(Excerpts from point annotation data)

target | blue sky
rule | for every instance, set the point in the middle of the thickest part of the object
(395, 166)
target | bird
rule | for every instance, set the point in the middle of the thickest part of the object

### Given task
Please rewrite all of the data above, keeping the requests unchanged. Multiply every coordinate in the answers by 1.8 and round each result to a whole number, rounding halves up.

### Task output
target | blue sky
rule | for every instance, set the point in the middle of the thickest part of the object
(711, 299)
target | bird
rule | for every instance, set the point in the middle of the thickest part of the object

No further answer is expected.